>> START Page excerpt

Power supply for my TTL clock

Thread Starter

jgessling

Joined Jul 31, 2009
82
I've gotten my TTL clock all working on my solderless breadboard and I'm thrilled about that. All built from flea market or scrounged parts. It draws a little more that 500ma according to my bench supply at 5v. I got a 9v dc 1000ma wall wart to use as a power supply (It actually reads 12v without load) hooked to a 7805 regulator with caps to make the 5v. Everything works fine, but the 7805 is pretty hot. I have a heatsink on it so I guess it will run but I am concerned about the heat especially when I put it into an enclosure. If I got a lower voltage wall wart, say 7v, would the 7805 run cooler? Any other suggestions. Thanks.
 

Wendy

Joined Mar 24, 2008
23,408
The 7805 may not be able to handle voltage that low. Just a suggestion, but look for an old cell phone power supply for a car. Most cell phones use 5V, and the current is about right too. Since they are switchers they will pull about half the current on the 12V side that they give on the 5V side.

>> END Page excerpt

▶ _What you have to do_: Reproduce the passage of the TTL clock power supply thread from "Power supply for my" up to and including "other suggestions. Thanks.".

>> START Entries shown

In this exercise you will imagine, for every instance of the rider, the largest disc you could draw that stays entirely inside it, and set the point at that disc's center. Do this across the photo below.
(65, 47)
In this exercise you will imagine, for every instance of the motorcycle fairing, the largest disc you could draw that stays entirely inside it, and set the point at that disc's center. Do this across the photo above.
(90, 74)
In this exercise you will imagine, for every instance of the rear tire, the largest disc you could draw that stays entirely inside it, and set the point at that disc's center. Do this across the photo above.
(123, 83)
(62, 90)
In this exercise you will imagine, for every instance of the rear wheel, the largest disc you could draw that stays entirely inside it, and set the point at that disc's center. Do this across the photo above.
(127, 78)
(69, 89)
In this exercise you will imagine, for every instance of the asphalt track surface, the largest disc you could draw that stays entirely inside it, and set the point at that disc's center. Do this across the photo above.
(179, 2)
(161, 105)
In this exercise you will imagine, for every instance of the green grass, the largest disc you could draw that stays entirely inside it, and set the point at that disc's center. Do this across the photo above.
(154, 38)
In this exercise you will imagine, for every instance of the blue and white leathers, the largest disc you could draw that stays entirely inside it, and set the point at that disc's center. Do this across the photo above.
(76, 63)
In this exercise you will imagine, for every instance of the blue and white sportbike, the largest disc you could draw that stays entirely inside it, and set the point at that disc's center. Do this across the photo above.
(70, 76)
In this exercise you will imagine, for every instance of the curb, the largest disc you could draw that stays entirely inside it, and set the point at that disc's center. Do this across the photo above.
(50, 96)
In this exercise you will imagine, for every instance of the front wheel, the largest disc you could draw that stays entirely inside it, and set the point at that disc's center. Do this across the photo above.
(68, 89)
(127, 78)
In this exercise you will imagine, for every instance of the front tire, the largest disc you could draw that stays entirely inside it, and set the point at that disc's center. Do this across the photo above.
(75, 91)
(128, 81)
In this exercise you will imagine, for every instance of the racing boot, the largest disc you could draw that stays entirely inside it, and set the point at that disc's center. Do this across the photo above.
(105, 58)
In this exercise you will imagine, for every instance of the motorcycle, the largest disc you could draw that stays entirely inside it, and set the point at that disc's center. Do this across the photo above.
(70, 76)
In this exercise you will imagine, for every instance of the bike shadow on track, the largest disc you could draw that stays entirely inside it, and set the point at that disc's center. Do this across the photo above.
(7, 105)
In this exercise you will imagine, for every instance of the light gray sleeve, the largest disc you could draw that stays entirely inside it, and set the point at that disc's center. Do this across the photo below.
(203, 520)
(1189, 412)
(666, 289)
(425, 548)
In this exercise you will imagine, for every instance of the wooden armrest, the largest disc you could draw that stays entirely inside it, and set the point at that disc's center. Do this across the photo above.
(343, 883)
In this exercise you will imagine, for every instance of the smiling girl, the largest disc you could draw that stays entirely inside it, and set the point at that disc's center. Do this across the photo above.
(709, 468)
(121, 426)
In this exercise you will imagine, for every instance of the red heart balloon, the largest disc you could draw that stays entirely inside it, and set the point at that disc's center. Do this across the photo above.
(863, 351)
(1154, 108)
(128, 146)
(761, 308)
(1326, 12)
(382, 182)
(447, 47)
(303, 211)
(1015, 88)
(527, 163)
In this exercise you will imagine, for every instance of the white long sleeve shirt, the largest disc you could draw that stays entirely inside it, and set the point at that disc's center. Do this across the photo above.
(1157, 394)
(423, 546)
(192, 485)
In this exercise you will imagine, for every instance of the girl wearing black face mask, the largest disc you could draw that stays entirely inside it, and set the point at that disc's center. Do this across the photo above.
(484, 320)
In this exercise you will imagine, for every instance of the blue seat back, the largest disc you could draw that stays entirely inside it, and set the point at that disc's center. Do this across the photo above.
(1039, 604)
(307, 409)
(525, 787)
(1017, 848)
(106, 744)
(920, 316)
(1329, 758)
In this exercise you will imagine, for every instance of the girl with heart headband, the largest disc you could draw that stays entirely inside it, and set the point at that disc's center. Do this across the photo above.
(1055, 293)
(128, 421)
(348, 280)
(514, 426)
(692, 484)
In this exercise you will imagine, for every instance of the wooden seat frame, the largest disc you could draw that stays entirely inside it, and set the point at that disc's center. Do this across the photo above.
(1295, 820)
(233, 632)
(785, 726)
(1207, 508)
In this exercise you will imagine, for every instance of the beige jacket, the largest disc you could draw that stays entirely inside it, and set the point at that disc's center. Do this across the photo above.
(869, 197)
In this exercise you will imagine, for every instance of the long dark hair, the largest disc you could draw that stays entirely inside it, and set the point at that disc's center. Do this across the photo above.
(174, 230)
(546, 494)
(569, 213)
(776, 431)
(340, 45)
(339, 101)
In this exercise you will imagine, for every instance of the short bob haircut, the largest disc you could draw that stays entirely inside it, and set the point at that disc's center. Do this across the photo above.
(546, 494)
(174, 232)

>> END Entries shown

▶ _Task result_:
Power supply for my TTL clock

Thread Starter

jgessling

Joined Jul 31, 2009
82
I've gotten my TTL clock all working on my solderless breadboard and I'm thrilled about that. All built from flea market or scrounged parts. It draws a little more that 500ma according to my bench supply at 5v. I got a 9v dc 1000ma wall wart to use as a power supply (It actually reads 12v without load) hooked to a 7805 regulator with caps to make the 5v. Everything works fine, but the 7805 is pretty hot. I have a heatsink on it so I guess it will run but I am concerned about the heat especially when I put it into an enclosure. If I got a lower voltage wall wart, say 7v, would the 7805 run cooler? Any other suggestions. Thanks.